WHAT THIS TASK INVOLVES:
Skip any image you find and restate the rest of the data word for word.

── TASK INPUT ──

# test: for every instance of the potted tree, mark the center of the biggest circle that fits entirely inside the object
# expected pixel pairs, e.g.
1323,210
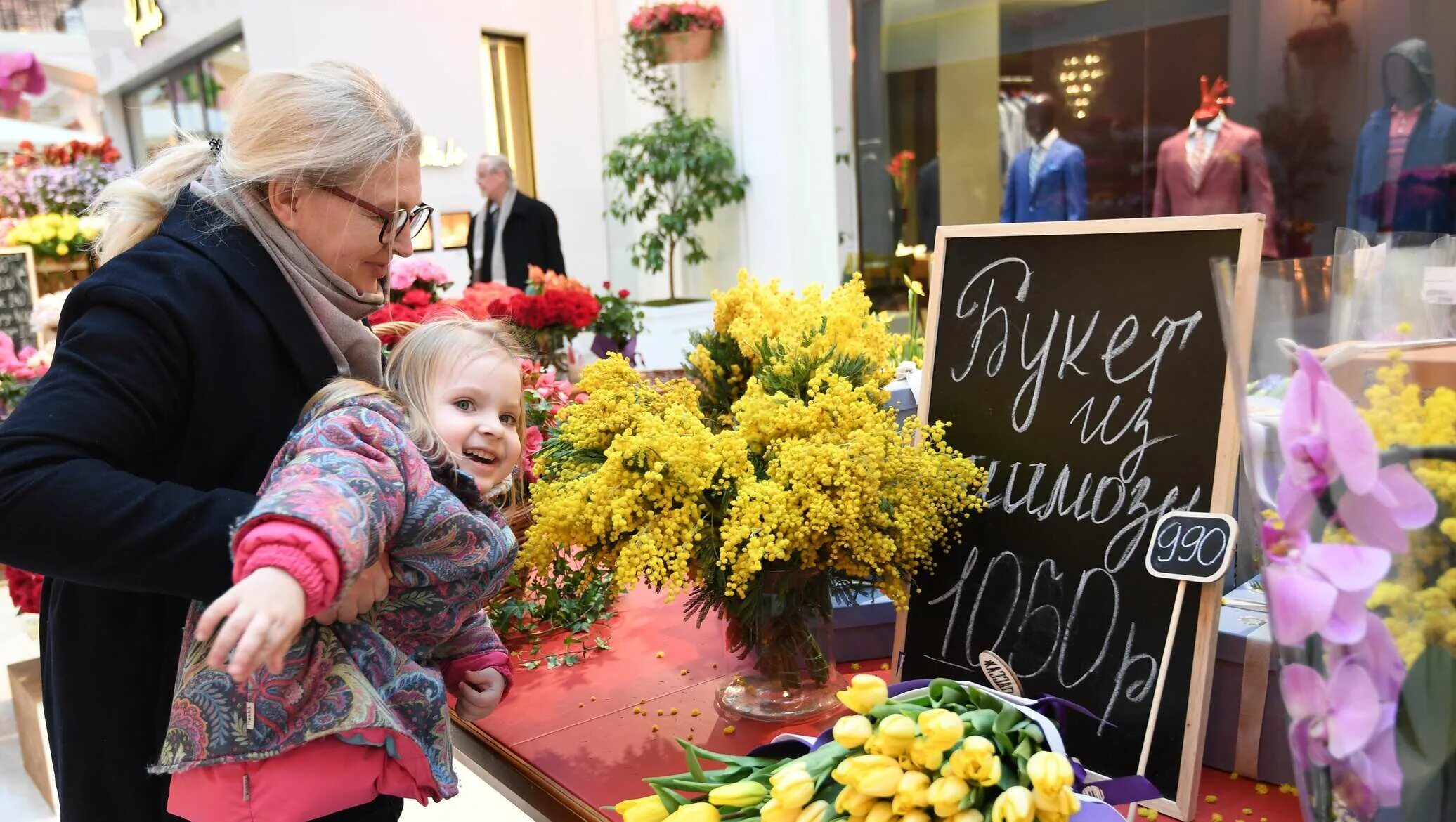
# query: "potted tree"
670,178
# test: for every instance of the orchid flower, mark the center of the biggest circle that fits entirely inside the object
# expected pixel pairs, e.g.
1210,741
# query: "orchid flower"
1324,438
1318,587
1330,721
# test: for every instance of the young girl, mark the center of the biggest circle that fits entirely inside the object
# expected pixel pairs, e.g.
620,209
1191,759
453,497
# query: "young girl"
346,713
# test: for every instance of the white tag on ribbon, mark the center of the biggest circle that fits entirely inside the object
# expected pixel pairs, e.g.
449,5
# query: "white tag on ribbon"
1439,285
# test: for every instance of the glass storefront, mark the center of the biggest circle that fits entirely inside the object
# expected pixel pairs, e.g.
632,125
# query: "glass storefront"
970,111
191,98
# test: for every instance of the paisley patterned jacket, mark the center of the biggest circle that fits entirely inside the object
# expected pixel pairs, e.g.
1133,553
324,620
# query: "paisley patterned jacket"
353,475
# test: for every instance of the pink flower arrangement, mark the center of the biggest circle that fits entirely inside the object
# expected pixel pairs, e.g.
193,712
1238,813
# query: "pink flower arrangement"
1343,716
668,18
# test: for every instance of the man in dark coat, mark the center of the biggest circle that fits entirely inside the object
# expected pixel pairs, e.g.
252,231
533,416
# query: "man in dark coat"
183,364
501,249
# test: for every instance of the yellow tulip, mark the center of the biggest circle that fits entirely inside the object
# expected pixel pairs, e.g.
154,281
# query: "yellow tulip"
775,811
880,776
912,793
881,812
941,728
1014,807
645,809
814,814
1058,807
739,795
852,731
1048,771
947,793
926,757
976,762
696,812
794,788
896,733
865,693
852,802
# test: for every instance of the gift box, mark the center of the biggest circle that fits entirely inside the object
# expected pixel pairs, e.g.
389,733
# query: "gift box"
865,629
1247,722
30,722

───

WRITTEN RESPONSE:
# test: for every instance of the potted tree, mark the center of the biggest circle that fits entirely inside the object
# expected pixel pairs, e.g.
1323,210
# query: "potted tree"
670,178
# test: for every instance of the orchid flower, mark the center of the biggest circle that fits entirely inside the object
# expected pixel pairs, e.g.
1210,741
# query: "orchid flower"
1324,438
1318,587
1330,721
# test: for every instance of the young girl, mark the center of the biggest circle that fits entirely inside the object
# expected pixel pairs, e.g.
620,209
1191,759
453,497
# query: "young girl"
346,713
# test: for every instance of the white tag on ribbon, mark the center of the biggest circle that fits entirely inside the object
# expected pixel pairs, e.g.
449,5
# query: "white tag on ribbon"
1439,285
# test: for every instance of the glass storefront, mark the center of the biggest circle that fits entirely inside the object
# expected pixel pairs, e.g.
632,125
# query: "glass storefront"
970,111
191,98
# test: for every instance of the paisley patterned jacket, mark the center of the biggest circle that fits entirely inside the object
# expected pixel pairs, e.g.
1133,553
324,620
# query: "paisley patterned jacket"
353,475
# test: for every instance of the pink flower arrangement, mark the center of the biggest circle that fits entirely inside the object
# expected pixel pairs, e.g.
193,712
1238,813
# query: "pink flower arrangement"
1343,716
668,18
# test: for every instance of the man in dark coat, mark the center of the biggest circle that fits entirely inside the object
# expected pixel pairs, e.g.
252,231
533,416
# query: "man in dark coat"
183,364
501,249
# test: for every instance of the yellow tulip, mark the center of the biggest circle that fits entirely inside the object
# expected pixel pairs, e.g.
154,281
# query: "yellow tulip"
775,811
880,776
912,793
881,812
941,728
1014,807
645,809
814,814
1058,807
739,795
852,731
1048,771
947,793
926,757
976,762
696,812
794,788
896,733
865,693
852,802
# test: for every instance of the gift box, mark the center of the biggest circle that fits entirely inside the object
# expected pixel pairs, e.g.
389,733
# query: "gift box"
865,629
1247,722
30,722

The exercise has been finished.